(Image region labeling entries)

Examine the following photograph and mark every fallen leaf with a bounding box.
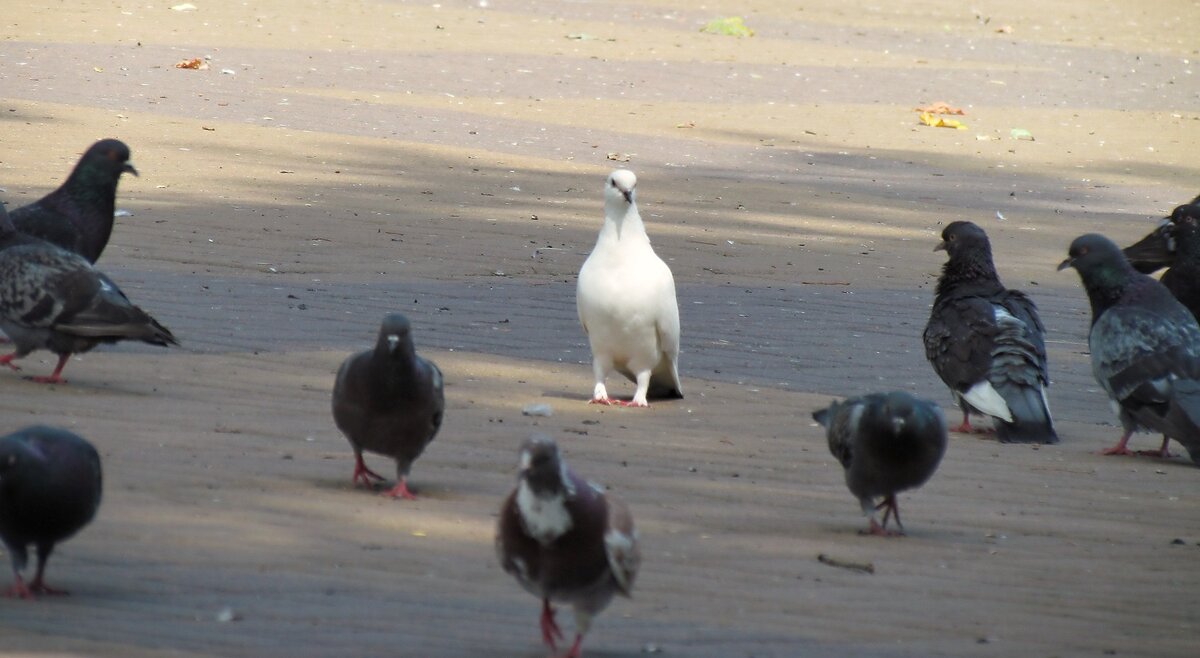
[914,101,966,114]
[917,112,967,130]
[700,16,754,36]
[175,58,209,71]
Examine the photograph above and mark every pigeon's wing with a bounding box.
[1122,219,1175,274]
[1088,306,1200,405]
[0,245,100,328]
[1000,291,1050,383]
[604,496,642,597]
[11,204,82,252]
[924,295,1012,420]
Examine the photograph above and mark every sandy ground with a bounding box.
[0,0,1200,657]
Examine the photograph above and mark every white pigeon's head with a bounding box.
[604,169,637,203]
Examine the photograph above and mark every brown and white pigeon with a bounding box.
[1121,190,1200,274]
[0,207,179,383]
[924,221,1058,443]
[334,313,445,500]
[812,391,947,534]
[1058,233,1200,465]
[1122,198,1200,319]
[12,139,138,263]
[575,169,683,407]
[496,435,641,658]
[0,425,101,598]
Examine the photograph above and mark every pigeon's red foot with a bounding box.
[541,599,563,651]
[4,576,34,599]
[380,480,416,501]
[563,634,583,658]
[1126,449,1175,459]
[350,455,383,489]
[859,519,904,537]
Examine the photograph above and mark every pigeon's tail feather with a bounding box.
[1171,378,1200,466]
[995,382,1058,443]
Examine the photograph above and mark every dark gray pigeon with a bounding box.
[12,139,138,263]
[812,391,947,534]
[0,425,101,598]
[924,222,1058,443]
[334,313,445,500]
[496,435,642,658]
[0,202,179,383]
[1122,190,1200,274]
[1058,233,1200,465]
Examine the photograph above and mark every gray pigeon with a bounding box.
[924,222,1058,443]
[0,202,179,383]
[1058,233,1200,465]
[812,391,947,534]
[0,425,101,599]
[334,313,445,500]
[12,139,138,263]
[496,435,641,658]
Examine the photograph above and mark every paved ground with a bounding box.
[0,0,1200,657]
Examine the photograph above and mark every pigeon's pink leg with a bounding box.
[865,495,904,537]
[0,352,20,370]
[541,599,563,651]
[563,633,583,658]
[1100,430,1133,455]
[29,562,71,596]
[382,478,416,501]
[30,354,71,384]
[5,574,34,599]
[1138,435,1174,459]
[350,455,383,489]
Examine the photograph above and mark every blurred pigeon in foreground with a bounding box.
[12,139,138,263]
[0,202,179,383]
[576,169,683,407]
[924,222,1058,443]
[0,425,101,598]
[1058,233,1200,463]
[812,391,947,534]
[496,435,641,658]
[334,313,445,500]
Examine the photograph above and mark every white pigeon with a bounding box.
[575,169,683,407]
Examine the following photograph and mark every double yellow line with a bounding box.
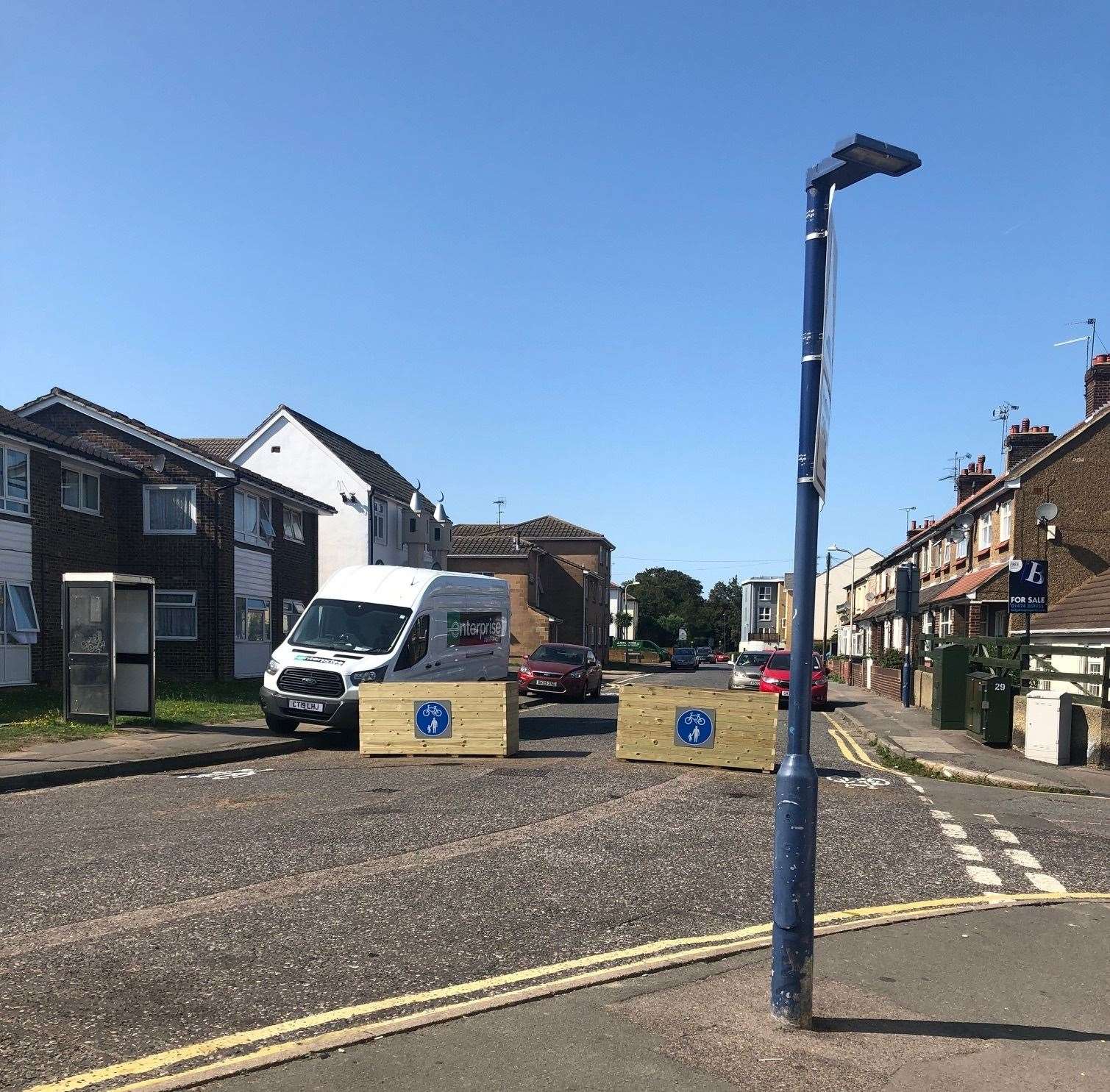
[26,892,1110,1092]
[825,713,892,774]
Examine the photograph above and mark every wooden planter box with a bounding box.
[616,686,778,774]
[358,679,519,756]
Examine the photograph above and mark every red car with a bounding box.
[517,643,602,700]
[759,649,829,709]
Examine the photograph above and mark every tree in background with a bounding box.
[636,567,713,645]
[706,576,741,649]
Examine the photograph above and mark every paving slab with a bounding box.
[829,682,1110,796]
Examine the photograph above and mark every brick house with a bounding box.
[192,405,452,582]
[10,388,335,685]
[447,516,613,659]
[843,355,1110,652]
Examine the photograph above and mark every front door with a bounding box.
[63,584,112,721]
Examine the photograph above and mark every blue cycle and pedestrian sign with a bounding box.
[675,706,716,748]
[413,702,451,739]
[1010,557,1047,614]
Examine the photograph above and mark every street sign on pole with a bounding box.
[1009,557,1047,614]
[813,185,837,501]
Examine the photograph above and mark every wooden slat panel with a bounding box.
[358,680,519,756]
[616,687,778,772]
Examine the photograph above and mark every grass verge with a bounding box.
[0,679,262,752]
[872,741,1088,796]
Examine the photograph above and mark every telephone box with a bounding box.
[63,573,154,724]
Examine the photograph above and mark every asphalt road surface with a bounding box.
[0,665,1110,1090]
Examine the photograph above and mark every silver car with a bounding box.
[728,652,770,690]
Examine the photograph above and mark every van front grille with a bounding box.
[277,667,346,698]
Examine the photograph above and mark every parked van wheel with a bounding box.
[266,713,299,736]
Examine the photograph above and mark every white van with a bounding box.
[259,565,510,736]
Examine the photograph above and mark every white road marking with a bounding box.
[1025,872,1068,894]
[1003,849,1040,872]
[953,842,982,861]
[968,865,1003,887]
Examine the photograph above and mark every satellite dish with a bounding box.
[1036,501,1060,527]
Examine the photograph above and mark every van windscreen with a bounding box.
[288,599,412,652]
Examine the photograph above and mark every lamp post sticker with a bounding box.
[413,702,451,739]
[675,707,717,748]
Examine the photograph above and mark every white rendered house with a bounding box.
[216,405,452,584]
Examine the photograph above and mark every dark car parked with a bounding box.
[670,648,698,671]
[517,641,602,699]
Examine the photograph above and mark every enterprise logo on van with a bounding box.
[447,610,505,646]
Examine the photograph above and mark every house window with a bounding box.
[154,589,196,640]
[282,505,304,543]
[975,512,990,549]
[0,580,39,645]
[142,485,196,535]
[0,447,31,513]
[281,599,304,634]
[235,490,275,546]
[235,595,270,643]
[940,607,953,637]
[63,466,100,516]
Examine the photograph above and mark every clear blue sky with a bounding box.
[0,0,1110,586]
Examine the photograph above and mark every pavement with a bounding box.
[212,901,1110,1092]
[0,668,1110,1092]
[0,692,548,793]
[829,682,1110,796]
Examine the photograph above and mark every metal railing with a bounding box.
[914,634,1110,709]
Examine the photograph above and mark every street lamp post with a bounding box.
[770,133,921,1027]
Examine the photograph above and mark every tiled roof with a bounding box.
[17,388,335,512]
[185,436,243,460]
[277,405,435,512]
[933,562,1006,602]
[451,527,532,557]
[455,516,615,549]
[0,406,141,473]
[1029,569,1110,630]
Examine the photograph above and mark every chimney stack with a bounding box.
[1006,417,1056,474]
[1084,353,1110,417]
[956,455,995,504]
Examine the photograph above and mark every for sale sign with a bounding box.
[1010,557,1047,614]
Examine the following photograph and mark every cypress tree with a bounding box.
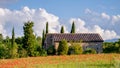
[60,26,64,33]
[70,21,75,33]
[46,22,48,34]
[42,30,45,48]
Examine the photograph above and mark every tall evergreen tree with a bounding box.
[23,21,36,56]
[0,34,3,43]
[46,22,49,34]
[42,30,45,48]
[11,27,15,47]
[10,28,18,58]
[70,21,75,33]
[60,26,64,33]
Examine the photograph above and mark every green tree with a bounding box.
[58,39,68,55]
[10,28,18,58]
[23,21,36,56]
[0,34,3,43]
[60,26,64,33]
[46,22,49,34]
[0,43,8,59]
[70,22,75,33]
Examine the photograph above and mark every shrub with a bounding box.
[84,48,97,54]
[58,39,68,55]
[68,43,83,55]
[47,45,56,55]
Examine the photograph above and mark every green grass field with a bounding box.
[0,54,120,68]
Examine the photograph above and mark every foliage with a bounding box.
[70,22,75,33]
[47,45,56,55]
[0,34,3,43]
[42,30,45,48]
[0,44,8,59]
[46,22,48,34]
[60,26,64,33]
[83,48,97,54]
[58,39,68,55]
[68,43,83,55]
[10,28,18,58]
[23,21,35,56]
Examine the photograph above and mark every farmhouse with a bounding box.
[44,33,103,53]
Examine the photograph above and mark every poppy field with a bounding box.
[0,54,120,68]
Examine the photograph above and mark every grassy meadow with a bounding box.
[0,54,120,68]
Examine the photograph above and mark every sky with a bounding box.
[0,0,120,40]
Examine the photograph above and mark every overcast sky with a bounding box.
[0,0,120,40]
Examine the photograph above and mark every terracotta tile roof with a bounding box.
[46,33,103,42]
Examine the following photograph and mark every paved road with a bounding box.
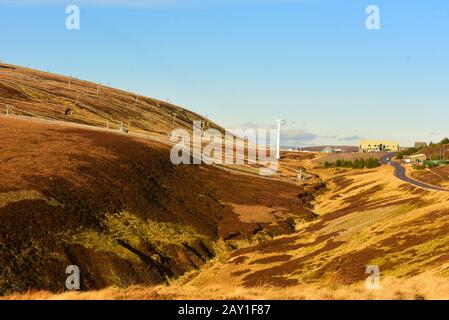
[380,153,449,192]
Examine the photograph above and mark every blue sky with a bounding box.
[0,0,449,145]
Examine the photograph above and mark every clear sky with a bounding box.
[0,0,449,146]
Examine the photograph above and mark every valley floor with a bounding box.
[4,160,449,299]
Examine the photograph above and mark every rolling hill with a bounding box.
[0,64,316,295]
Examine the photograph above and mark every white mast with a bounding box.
[276,120,282,160]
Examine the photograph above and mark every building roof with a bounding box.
[360,139,399,144]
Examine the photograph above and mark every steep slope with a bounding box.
[0,116,314,294]
[0,63,223,135]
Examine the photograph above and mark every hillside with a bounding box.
[7,159,449,299]
[0,63,223,135]
[0,117,314,294]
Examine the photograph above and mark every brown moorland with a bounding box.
[0,116,315,294]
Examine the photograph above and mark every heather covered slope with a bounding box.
[174,166,449,298]
[0,116,314,294]
[0,63,223,135]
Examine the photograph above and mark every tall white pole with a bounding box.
[276,120,281,160]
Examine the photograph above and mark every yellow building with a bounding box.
[359,140,399,152]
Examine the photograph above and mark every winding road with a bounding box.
[380,153,449,192]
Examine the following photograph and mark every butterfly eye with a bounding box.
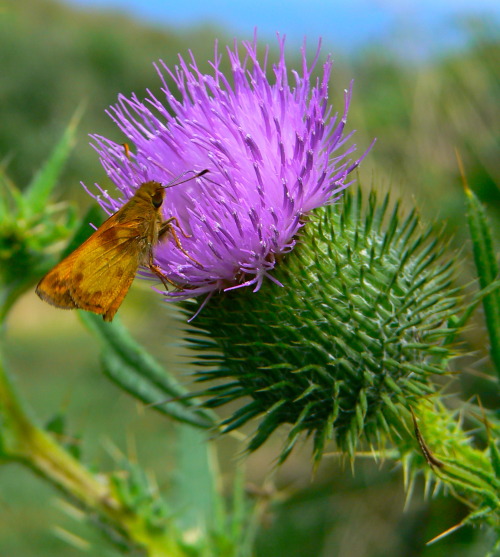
[151,190,163,209]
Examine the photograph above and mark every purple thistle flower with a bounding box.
[89,33,372,299]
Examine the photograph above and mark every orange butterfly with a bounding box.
[36,170,208,321]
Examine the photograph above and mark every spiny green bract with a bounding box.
[187,189,459,460]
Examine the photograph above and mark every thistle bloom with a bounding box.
[87,35,368,299]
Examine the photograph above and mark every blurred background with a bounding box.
[0,0,500,557]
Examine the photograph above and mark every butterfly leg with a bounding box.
[158,217,192,239]
[148,250,180,290]
[158,217,203,267]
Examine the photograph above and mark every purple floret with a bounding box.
[86,32,372,299]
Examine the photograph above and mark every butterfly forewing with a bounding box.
[36,205,153,321]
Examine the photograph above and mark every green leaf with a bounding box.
[169,425,218,533]
[24,106,83,214]
[465,187,500,375]
[79,311,215,428]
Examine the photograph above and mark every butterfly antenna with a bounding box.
[163,168,209,189]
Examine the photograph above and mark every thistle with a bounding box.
[89,34,372,300]
[88,32,458,461]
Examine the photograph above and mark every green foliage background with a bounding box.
[0,0,500,557]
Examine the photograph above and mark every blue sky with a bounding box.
[66,0,500,55]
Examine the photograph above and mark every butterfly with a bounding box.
[36,170,208,321]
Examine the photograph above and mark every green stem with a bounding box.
[0,361,185,557]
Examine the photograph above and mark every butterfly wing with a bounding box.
[36,213,145,321]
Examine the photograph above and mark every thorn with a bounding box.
[425,522,463,545]
[410,406,444,470]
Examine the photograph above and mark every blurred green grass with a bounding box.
[0,0,500,557]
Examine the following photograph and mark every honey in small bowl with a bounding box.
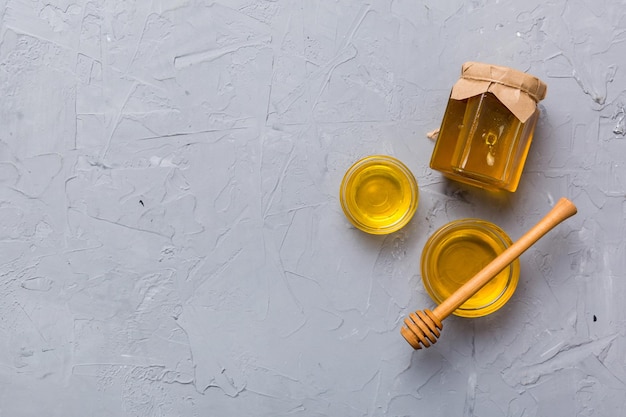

### What the task asks
Reproduce everything from the line containing "Examine the photograph above and mark every valley" down to the line containing "[0,117,314,294]", swapping "steep slope" for "rocky slope" and keeping all else unchanged.

### Reply
Examine the photograph above and mark every valley floor with a bounding box.
[4,160,449,299]
Examine the photograph above and mark every rolling hill with a bounding box.
[0,64,316,295]
Examine the photograph above and mark every white mast with a bounding box.
[276,120,282,160]
Examine the photograph above and mark every building roof with a bounding box.
[360,139,399,144]
Examine the photograph above and mark every rocky slope with a bounding box.
[0,116,314,294]
[0,63,223,135]
Examine the photograph above and mark every hillside with a bounding box.
[7,159,449,299]
[0,63,223,135]
[0,117,314,294]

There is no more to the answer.